— Start Document text —

By Tom Luongo - March 5, 2023
And the Fed has won. In the words of Ambassador Kosh from the classic television series Babylon 5, “The avalanche has started. It is too late for the pebbles to vote.”
For nearly the past two years I’ve been a nearly lone voice in the wilderness questioning the financial orthodoxy over the behavior of the Federal Reserve. It started with an innocent, if not openly naïve question back in June of 2021, “Could the Fed actually be getting off the globalist train?”
When I asked that question it was just days after musing to my Patrons on the eve of the June 16th, 2021 FOMC meeting that the Fed would have to step in and defend the US dollar. The dollar’s weakness during the Trump presidency couldn’t last forever. Even then I didn’t have a good answer as to how they would do it.
I just knew, intuitively, that they had to.
Back then there was no indication that the Fed was ready to begin raising rates. But by raising the Reverse Repo payout rate 0.05% above the Fed Funds Rate the Fed started the avalanche of US dollar strength that has persisted through to today.

— End Document text —
— Start Material provided —

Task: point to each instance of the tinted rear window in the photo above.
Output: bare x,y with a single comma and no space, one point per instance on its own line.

— End Material provided —

* **What to do**
A) In the column on the Federal Reserve, by how much did the Fed raise the Reverse Repo payout rate above the Fed Funds Rate?
B) Write out the column on the Federal Reserve from "When I asked" to "would do it.".

* **Results in order**
A) 0.05%

B)
When I asked that question it was just days after musing to my Patrons on the eve of the June 16th, 2021 FOMC meeting that the Fed would have to step in and defend the US dollar. The dollar’s weakness during the Trump presidency couldn’t last forever. Even then I didn’t have a good answer as to how they would do it.